§ ABOUT THIS TASK: All of the entries below are to be copied without any alteration.

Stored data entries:

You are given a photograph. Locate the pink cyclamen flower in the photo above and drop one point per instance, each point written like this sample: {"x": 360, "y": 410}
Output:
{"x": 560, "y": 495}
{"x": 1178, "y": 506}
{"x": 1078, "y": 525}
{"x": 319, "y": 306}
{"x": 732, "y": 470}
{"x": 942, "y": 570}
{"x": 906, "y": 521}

§ RESPONSE:
You are given a photograph. Locate the pink cyclamen flower in the photo above and drop one point per instance, each point written like this sample: {"x": 360, "y": 410}
Output:
{"x": 560, "y": 495}
{"x": 1178, "y": 506}
{"x": 1078, "y": 525}
{"x": 319, "y": 306}
{"x": 732, "y": 470}
{"x": 942, "y": 570}
{"x": 906, "y": 521}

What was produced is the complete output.